- [EXERCISE GOAL]: Convert every line of the rows below into a Markdown table with two columns, No. and Text. Number the lines in order and leave out blank lines.

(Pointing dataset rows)
···
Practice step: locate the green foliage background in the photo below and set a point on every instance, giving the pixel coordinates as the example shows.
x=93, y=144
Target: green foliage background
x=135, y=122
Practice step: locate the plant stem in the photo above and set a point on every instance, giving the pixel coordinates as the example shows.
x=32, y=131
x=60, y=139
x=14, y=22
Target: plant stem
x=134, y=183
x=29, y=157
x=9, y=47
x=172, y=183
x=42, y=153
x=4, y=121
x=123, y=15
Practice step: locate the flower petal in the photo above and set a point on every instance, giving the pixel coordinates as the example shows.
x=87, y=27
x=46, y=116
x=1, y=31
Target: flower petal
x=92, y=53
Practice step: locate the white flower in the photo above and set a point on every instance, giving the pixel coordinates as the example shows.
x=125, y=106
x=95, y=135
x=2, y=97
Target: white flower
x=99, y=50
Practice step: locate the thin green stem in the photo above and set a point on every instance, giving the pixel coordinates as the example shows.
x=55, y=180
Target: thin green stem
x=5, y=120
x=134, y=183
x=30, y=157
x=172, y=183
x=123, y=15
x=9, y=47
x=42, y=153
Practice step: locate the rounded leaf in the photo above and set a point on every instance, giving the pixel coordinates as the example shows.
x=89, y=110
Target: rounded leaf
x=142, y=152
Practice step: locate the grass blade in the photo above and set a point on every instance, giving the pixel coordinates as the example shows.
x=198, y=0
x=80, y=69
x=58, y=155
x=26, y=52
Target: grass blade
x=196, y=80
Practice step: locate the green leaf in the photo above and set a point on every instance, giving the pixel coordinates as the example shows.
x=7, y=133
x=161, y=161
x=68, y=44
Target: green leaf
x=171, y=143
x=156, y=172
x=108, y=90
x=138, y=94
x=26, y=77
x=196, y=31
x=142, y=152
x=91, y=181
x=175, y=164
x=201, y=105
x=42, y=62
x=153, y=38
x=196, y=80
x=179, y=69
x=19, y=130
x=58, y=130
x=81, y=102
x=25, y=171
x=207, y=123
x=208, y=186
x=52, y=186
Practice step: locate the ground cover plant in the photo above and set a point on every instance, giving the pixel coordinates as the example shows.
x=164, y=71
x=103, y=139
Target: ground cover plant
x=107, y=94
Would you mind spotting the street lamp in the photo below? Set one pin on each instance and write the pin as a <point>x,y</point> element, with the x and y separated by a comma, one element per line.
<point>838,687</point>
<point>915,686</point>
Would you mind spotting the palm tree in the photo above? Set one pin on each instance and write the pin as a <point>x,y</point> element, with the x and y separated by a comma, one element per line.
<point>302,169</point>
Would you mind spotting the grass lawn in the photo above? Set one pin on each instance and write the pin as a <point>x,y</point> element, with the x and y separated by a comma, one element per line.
···
- [EXERCISE OUTPUT]:
| No. | Text |
|---|---|
| 1 | Practice step: locate the green foliage background in the photo below and set a point on every instance, giving the pixel coordinates as the example shows. |
| 2 | x=93, y=144 |
| 3 | Target: green foliage background |
| 4 | x=135, y=122 |
| 5 | Practice step: locate the plant stem in the photo above and set a point on every instance, giving the pixel coordinates as the example shows. |
| 6 | x=32, y=131 |
| 7 | x=60, y=139 |
| 8 | x=14, y=22 |
| 9 | Target: plant stem |
| 10 | x=134, y=183 |
| 11 | x=29, y=157 |
| 12 | x=9, y=47 |
| 13 | x=172, y=183 |
| 14 | x=42, y=153 |
| 15 | x=4, y=121 |
| 16 | x=123, y=15 |
| 17 | Practice step: locate the flower petal in the photo above and set a point on every instance, giving the pixel coordinates as the example shows. |
| 18 | x=87, y=27 |
| 19 | x=46, y=116 |
| 20 | x=1, y=31 |
| 21 | Target: flower petal |
| 22 | x=92, y=53 |
| 23 | Practice step: locate the white flower in the photo above and set a point on every instance, giving the pixel coordinates as the example shows. |
| 24 | x=125, y=106 |
| 25 | x=95, y=135 |
| 26 | x=2, y=97 |
| 27 | Target: white flower |
| 28 | x=99, y=50 |
| 29 | Practice step: locate the thin green stem in the photo above and set a point on every instance, giving the pixel coordinates as the example shows. |
| 30 | x=55, y=180 |
| 31 | Target: thin green stem |
| 32 | x=5, y=120 |
| 33 | x=134, y=183 |
| 34 | x=30, y=157 |
| 35 | x=172, y=183 |
| 36 | x=123, y=15 |
| 37 | x=9, y=47 |
| 38 | x=42, y=153 |
| 39 | Practice step: locate the rounded leaf in the photo above and set a point on every instance, giving the pixel coordinates as the example shows. |
| 40 | x=89, y=110 |
| 41 | Target: rounded leaf |
| 42 | x=142, y=152 |
| 43 | Practice step: locate the grass blade in the photo above and set a point on every instance, giving the pixel coordinates as the example shows. |
| 44 | x=198, y=0 |
| 45 | x=80, y=69 |
| 46 | x=58, y=155 |
| 47 | x=26, y=52 |
| 48 | Target: grass blade |
| 49 | x=196, y=80 |
| 50 | Practice step: locate the green leaf in the photo above and set a point on every instance, giving the pixel coordinates as the example shows. |
| 51 | x=7, y=133 |
| 52 | x=161, y=161 |
| 53 | x=68, y=44 |
| 54 | Target: green leaf |
| 55 | x=171, y=143 |
| 56 | x=156, y=172 |
| 57 | x=108, y=90 |
| 58 | x=138, y=94 |
| 59 | x=26, y=77 |
| 60 | x=196, y=31 |
| 61 | x=142, y=152 |
| 62 | x=91, y=181 |
| 63 | x=175, y=164 |
| 64 | x=201, y=105 |
| 65 | x=42, y=62 |
| 66 | x=153, y=38 |
| 67 | x=196, y=80 |
| 68 | x=179, y=69 |
| 69 | x=19, y=130 |
| 70 | x=58, y=130 |
| 71 | x=81, y=102 |
| 72 | x=25, y=171 |
| 73 | x=207, y=123 |
| 74 | x=208, y=186 |
| 75 | x=52, y=186 |
| 76 | Practice step: locate the ground cover plant in the photo above and set a point on every instance, giving the pixel coordinates as the example shows. |
| 77 | x=164, y=71 |
| 78 | x=103, y=139 |
| 79 | Target: ground cover plant |
| 80 | x=107, y=94 |
| 81 | Would you mind spotting the street lamp in the photo below? Set one pin on each instance and write the pin as a <point>x,y</point> element, with the x and y separated by a comma, one element per line. |
| 82 | <point>838,687</point> |
| 83 | <point>915,686</point> |
| 84 | Would you mind spotting the palm tree in the photo above? Set one pin on each instance and write the pin as a <point>x,y</point> element, with the x and y separated by a comma, one element per line. |
| 85 | <point>302,169</point> |
| 86 | Would you mind spotting the grass lawn in the photo above? Set one pin on each instance and write the pin as a <point>x,y</point> element, with the x and y separated by a comma, one element per line. |